• _RECORDS FOR THIS EXERCISE_
# # # # #

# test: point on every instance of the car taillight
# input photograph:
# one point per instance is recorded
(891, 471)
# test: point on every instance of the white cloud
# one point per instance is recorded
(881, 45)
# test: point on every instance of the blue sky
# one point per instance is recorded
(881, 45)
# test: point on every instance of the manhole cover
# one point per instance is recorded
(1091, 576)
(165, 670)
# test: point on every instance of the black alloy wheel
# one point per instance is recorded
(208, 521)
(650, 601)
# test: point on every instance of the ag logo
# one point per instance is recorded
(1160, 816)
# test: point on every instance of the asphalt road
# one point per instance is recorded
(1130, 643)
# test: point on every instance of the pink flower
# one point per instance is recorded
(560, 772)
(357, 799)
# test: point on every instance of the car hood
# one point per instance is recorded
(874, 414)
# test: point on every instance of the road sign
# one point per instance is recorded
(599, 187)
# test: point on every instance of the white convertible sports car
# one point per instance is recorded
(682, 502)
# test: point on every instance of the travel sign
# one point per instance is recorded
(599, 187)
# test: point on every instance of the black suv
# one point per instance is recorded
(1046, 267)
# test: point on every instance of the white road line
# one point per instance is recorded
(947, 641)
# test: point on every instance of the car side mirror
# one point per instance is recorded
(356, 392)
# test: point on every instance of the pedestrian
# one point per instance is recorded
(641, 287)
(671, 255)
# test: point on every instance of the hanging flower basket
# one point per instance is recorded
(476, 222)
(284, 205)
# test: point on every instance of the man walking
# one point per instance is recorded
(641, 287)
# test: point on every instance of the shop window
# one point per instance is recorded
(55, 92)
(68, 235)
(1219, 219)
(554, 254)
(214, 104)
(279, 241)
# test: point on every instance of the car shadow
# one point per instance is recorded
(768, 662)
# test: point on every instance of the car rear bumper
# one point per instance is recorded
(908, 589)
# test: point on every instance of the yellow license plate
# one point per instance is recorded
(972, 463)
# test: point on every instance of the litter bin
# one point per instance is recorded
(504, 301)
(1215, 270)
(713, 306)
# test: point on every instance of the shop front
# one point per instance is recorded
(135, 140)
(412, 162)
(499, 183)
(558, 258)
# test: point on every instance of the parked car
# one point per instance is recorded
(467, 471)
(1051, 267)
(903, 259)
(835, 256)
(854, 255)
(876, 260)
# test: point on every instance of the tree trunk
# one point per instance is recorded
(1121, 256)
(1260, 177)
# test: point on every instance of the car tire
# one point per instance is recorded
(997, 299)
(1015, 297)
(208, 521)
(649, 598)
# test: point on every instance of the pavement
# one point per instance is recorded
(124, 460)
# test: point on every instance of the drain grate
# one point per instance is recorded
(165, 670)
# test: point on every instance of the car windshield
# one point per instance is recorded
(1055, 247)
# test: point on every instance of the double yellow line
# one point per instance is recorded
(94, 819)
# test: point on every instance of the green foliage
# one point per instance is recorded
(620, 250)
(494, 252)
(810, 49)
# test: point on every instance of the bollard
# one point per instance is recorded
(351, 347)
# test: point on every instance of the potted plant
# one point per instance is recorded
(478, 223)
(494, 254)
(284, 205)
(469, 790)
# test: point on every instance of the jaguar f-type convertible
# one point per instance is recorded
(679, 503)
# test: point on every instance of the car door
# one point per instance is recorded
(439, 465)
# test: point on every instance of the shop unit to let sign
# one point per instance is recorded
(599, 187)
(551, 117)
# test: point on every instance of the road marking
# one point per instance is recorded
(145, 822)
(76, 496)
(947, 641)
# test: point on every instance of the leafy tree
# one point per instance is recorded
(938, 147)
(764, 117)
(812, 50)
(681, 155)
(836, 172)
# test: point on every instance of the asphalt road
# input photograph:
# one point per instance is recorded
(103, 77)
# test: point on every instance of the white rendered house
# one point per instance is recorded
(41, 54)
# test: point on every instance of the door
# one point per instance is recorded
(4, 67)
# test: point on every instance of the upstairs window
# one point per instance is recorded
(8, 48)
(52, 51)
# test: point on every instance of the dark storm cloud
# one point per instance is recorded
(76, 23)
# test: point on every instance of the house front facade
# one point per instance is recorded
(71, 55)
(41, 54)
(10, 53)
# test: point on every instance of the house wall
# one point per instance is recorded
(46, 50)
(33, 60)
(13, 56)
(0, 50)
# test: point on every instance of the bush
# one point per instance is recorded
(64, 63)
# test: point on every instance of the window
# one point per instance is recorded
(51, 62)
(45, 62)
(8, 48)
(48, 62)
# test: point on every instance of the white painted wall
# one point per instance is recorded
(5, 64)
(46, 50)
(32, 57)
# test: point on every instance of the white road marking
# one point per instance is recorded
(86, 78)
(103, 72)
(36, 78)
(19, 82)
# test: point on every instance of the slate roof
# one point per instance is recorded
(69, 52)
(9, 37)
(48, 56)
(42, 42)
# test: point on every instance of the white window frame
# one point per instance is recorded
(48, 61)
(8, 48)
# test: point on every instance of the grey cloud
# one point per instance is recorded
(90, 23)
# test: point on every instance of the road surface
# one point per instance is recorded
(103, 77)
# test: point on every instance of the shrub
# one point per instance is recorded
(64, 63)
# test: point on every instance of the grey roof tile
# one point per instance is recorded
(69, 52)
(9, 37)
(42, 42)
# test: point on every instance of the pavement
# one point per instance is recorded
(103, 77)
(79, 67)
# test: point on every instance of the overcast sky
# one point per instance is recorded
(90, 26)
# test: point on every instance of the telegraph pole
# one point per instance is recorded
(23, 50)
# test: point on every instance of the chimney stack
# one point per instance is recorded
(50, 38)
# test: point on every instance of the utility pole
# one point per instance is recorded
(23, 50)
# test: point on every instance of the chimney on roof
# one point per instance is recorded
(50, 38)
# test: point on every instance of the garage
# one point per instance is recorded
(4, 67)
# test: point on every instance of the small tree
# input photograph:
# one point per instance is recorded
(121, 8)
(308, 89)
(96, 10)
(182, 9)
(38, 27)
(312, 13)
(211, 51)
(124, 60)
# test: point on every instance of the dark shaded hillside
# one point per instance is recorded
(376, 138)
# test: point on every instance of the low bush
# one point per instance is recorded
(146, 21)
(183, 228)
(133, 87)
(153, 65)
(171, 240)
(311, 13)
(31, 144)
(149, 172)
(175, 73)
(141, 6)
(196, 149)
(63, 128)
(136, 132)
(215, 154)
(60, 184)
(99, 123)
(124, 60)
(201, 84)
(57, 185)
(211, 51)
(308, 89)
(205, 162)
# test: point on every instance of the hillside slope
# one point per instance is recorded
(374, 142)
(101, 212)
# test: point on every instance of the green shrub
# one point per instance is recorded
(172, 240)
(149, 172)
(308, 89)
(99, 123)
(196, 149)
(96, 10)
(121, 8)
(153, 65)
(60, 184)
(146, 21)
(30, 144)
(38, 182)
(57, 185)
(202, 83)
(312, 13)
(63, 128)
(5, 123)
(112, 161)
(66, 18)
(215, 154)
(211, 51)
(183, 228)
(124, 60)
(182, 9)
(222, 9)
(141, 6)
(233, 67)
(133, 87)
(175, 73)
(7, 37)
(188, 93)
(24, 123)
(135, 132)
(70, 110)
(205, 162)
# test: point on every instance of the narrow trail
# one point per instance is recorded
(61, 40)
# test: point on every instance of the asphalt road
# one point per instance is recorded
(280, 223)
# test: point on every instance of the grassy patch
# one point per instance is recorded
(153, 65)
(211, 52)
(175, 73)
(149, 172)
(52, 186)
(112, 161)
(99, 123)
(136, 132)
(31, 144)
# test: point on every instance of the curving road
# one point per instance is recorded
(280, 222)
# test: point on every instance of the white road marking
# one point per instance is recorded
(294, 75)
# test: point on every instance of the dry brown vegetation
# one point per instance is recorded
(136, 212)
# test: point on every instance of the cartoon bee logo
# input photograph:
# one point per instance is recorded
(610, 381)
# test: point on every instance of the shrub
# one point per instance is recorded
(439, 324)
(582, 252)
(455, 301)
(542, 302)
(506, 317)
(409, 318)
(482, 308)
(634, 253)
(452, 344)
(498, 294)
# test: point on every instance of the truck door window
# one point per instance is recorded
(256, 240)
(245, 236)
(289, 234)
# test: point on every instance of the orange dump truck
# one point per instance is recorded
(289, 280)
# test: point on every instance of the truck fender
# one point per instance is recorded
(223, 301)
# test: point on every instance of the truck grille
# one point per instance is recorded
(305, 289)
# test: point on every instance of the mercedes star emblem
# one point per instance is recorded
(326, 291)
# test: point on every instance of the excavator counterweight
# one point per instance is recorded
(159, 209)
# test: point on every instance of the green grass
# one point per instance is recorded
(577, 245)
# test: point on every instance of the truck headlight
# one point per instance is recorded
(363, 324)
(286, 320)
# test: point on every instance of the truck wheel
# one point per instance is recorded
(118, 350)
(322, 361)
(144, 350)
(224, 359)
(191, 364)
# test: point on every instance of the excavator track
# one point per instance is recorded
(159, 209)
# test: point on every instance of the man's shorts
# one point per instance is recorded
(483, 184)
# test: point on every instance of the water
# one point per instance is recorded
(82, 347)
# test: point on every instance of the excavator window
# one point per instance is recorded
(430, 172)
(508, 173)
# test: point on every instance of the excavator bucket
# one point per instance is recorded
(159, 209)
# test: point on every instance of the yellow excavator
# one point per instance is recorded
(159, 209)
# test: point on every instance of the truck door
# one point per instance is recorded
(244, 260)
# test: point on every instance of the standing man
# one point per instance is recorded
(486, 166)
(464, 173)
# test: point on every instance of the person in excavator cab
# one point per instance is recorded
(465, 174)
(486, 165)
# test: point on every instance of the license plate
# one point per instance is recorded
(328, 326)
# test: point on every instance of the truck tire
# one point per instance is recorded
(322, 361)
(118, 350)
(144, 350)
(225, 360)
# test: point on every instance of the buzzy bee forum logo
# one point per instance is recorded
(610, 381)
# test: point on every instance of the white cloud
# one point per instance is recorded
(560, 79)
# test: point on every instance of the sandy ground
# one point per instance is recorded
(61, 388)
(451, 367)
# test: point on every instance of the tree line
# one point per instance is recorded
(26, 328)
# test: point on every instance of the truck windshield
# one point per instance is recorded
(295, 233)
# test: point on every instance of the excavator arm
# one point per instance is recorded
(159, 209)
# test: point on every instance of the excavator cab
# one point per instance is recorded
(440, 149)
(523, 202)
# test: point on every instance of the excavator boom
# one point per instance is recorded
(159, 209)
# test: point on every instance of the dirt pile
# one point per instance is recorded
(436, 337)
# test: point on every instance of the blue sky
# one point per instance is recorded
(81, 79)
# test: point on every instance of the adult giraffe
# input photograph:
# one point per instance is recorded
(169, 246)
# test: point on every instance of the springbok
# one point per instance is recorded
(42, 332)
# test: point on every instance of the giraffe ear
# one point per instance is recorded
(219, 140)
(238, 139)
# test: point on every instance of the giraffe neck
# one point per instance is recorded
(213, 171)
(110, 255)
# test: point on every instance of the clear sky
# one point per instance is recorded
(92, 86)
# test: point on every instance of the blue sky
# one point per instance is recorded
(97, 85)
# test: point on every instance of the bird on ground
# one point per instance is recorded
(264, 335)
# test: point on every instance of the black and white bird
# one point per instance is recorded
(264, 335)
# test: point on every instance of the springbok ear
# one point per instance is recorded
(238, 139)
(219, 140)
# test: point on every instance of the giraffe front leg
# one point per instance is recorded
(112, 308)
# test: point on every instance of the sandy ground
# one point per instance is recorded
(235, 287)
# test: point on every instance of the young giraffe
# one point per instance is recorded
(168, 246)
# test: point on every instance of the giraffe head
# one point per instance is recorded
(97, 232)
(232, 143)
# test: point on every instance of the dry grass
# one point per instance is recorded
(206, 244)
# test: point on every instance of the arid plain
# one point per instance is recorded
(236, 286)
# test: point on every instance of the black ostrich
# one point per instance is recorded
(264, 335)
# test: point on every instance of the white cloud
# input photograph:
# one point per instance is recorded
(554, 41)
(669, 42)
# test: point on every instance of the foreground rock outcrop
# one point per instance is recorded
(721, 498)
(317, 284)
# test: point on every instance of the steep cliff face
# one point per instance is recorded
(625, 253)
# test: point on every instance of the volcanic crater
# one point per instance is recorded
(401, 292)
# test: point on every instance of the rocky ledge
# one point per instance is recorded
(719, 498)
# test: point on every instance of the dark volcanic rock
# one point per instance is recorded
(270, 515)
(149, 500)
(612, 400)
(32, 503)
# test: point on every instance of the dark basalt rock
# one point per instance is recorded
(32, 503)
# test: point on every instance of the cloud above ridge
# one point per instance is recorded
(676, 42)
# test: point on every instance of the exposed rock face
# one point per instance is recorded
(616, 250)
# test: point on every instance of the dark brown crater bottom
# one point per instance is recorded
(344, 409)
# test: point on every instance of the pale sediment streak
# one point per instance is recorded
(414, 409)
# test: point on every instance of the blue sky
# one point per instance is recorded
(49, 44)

# # # # #

• _TASK REQUIREMENTS_
Can you rewrite the records from the start up to and including the line with "(1130, 643)", with "blue sky" changed to "clear sky" and everything else left the same?

• _CORRECT RESPONSE_
# test: point on every instance of the car taillight
# input photograph:
# one point per instance is recorded
(891, 471)
# test: point on every instance of the white cloud
# one point per instance is recorded
(881, 45)
# test: point on every instance of the clear sky
# one point per instance is recorded
(881, 45)
# test: point on every instance of the manhole cover
# one point per instance is recorded
(1091, 576)
(165, 670)
# test: point on every instance of the black alloy wheel
# one point per instance is recorded
(208, 521)
(650, 601)
# test: point on every instance of the ag logo
# one point per instance is recorded
(1160, 816)
# test: point on every instance of the asphalt road
# one point per instance is recorded
(1130, 643)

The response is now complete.